Myers v. Chicago, St. P., M. & O. Ry. Co.

Decision Date29 May 1899
Docket Number1,092.
Citation95 F. 406
PartiesMYERS v. CHICAGO, ST. P., M. & O. RY. CO.
CourtU.S. Court of Appeals — Eighth Circuit

C. D O'Brien and Thomas D. O'Brien, for plaintiff in error.

Thomas Wilson and L. K. Luse, for defendant in error.

Before Caldwell, SANBORN, and THAYER, Circuit Judges.

THAYER Circuit Judge.

In this case the Chicago, St. Paul, Minneapolis & Omaha Railway Company, the defendant in error, was charged with culpable negligence in maintaining an overhead bridge across its tracks at a street crossing, which was too low, as it is claimed, to permit brakemen, when on the top of freight cars to pass thereunder with ordinary safety. The bridge to which this charge relates was located in the city of Hudson, Wis and the plaintiff's husband, Edward Myers, who was a brakeman in the service of the defendant company, was knocked off from the top of one of its cars while he was passing under the bridge in the discharge of his customary duties, on a moving freight train, and was instantly killed. The accident occurred about noon on February 14, 1896. The trial court directed a verdict for the defendant company at the close of all the evidence, and the sole question for consideration is whether such instruction was properly given.

INFORMATION PROVIDED ->
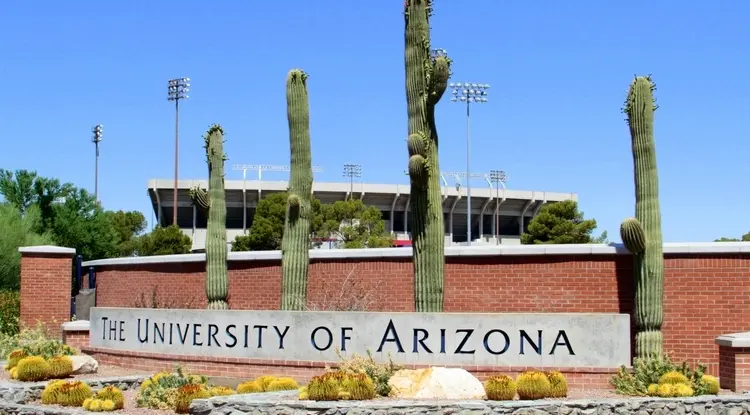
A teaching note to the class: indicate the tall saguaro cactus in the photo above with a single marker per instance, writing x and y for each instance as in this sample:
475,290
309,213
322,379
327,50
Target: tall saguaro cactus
217,279
642,235
426,80
295,243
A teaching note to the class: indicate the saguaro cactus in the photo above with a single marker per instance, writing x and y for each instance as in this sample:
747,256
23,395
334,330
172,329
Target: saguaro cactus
642,235
295,243
217,280
426,80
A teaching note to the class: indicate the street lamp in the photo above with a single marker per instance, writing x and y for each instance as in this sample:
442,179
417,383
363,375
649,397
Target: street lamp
469,93
177,89
498,178
97,131
351,171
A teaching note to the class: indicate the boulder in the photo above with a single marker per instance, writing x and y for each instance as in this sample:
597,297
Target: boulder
436,383
84,364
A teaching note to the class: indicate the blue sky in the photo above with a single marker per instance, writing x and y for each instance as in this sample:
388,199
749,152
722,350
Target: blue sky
559,72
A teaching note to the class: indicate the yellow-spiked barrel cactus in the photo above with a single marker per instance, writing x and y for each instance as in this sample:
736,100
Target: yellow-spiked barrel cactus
427,75
32,369
500,388
217,279
533,385
642,234
60,367
295,242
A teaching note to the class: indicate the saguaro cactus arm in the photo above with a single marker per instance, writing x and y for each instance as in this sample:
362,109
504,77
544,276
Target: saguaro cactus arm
199,198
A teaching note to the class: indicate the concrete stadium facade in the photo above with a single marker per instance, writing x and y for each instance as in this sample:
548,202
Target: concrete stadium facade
512,208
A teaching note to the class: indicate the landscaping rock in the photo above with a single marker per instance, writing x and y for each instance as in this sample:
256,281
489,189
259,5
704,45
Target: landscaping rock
84,364
435,383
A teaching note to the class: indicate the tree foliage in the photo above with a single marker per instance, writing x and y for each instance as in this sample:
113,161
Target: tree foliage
744,238
17,231
353,223
561,223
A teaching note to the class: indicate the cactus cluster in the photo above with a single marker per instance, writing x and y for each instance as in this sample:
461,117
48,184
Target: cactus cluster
642,235
500,388
427,75
295,243
335,386
66,393
186,394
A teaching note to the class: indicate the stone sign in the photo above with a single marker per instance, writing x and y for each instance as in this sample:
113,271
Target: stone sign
552,340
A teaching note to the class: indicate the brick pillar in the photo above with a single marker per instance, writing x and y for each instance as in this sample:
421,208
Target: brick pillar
46,275
734,361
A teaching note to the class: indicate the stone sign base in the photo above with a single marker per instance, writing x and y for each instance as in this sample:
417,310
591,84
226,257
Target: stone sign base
281,403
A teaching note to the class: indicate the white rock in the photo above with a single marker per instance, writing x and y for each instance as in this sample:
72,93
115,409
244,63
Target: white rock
84,364
436,383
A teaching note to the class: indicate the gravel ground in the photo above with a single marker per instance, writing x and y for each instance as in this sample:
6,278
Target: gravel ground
104,372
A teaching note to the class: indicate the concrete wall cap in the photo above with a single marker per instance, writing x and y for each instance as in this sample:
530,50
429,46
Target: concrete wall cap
734,340
78,325
453,251
47,249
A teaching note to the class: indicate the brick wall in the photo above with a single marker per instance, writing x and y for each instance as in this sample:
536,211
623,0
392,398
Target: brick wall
707,287
46,280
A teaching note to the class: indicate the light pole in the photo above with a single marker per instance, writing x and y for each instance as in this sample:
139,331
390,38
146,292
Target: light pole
177,89
469,93
498,178
351,171
97,130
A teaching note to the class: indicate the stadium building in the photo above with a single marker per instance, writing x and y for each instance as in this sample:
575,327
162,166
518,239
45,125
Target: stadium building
513,208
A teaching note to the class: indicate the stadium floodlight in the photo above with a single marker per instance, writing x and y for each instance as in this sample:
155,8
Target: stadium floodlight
177,90
260,168
351,171
469,93
498,178
96,139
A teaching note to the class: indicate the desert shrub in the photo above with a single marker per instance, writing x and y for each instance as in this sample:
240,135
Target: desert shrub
160,391
533,385
647,372
10,310
380,373
186,394
35,341
500,388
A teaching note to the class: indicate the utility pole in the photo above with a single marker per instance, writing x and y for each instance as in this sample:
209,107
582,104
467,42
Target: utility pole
177,89
97,130
351,171
469,93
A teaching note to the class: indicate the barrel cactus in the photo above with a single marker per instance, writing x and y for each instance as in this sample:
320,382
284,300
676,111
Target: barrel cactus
217,279
427,75
295,243
642,235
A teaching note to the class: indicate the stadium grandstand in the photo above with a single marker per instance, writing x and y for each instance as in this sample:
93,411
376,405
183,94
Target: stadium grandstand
499,215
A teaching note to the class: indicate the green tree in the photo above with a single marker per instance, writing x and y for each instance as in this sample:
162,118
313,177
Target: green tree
745,238
17,231
561,223
355,224
163,241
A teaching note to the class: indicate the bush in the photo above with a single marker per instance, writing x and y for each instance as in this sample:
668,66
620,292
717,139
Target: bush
10,311
380,373
500,388
35,341
646,378
161,390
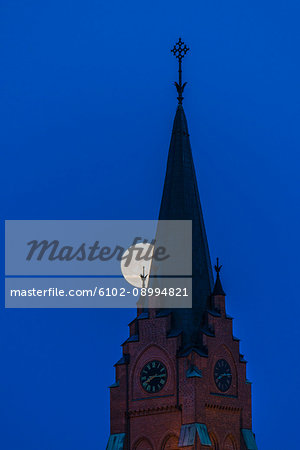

WHAT THIS EXERCISE ASKS ->
[1] Pick out every line of the rows that contains the string "floodlight" and copy each one. Matches must agree in case.
[2] Extend the court opinion on the brakeman's death at the Hudson bridge, beginning after its final sentence.

EXERCISE ANSWERS ->
[1]
A teaching note to the class: indicate the stadium floodlight in the photo above with a single marker per instance, writing x and y for each instance as in this sample:
Target: stadium floodlight

[2]
The evidence in the record shows that, at the place in the city of Hudson where the accident occurred, the defendant's track is laid for some distance in a cut, and that the track where thus laid is spanned by three overhead wooden bridges one being at the crossing of Eighth street, one at the crossing of Seventh street, and one at the crossing of Third street. The distance between the Eighth and Seventh street bridges was about 442 feet, and between the Seventh and Third street bridges about 1,171 feet. The track slopes from the east to the west, the direction in which the train was moving when the accident occurred, the descent being at the rate of about 53 feet per mile, which appears to have been the lowest feasible grade, considering the character of the country. The deceased passed safely under the first, or Eighth street, bridge, but was knocked off by the middle, or Seventh street, bridge. The bottom of the Eighth street bridge was about 20 feet above the top of the rail, while the bridges at Seventh and Third streets were somewhat lower, the bottoms thereof being about 18 feet and 1 inch higher than the top of the rail. The several bridges in question were built by the railroad company at the height prescribed by the proper city authorities of the city of Hudson, and, if they had been built higher, they would have impaired the use of the streets to some extent by making the approaches to the bridges inconveniently steep. For that reason the several bridges were built at the height last indicated. The testimony showed without contradiction that the deceased had passed under these bridges as a brakeman altogether about 50 times, and possibly more, shortly before the accident occurred, and that he had also been warned before the accident that the bridges were not of sufficient height--that is to say, the Seventh and Third street bridges-- to permit a man to ride thereunder while standing fully upright on the top of the highest freight cars which sometimes passed over the defendant's road. Whiplashes, or telltales, were also suspended over the track at proper points before reaching the several bridges,-- that is to say, east of Eighth street and intermediate the bridges,-- which were in good condition when the accident occurred.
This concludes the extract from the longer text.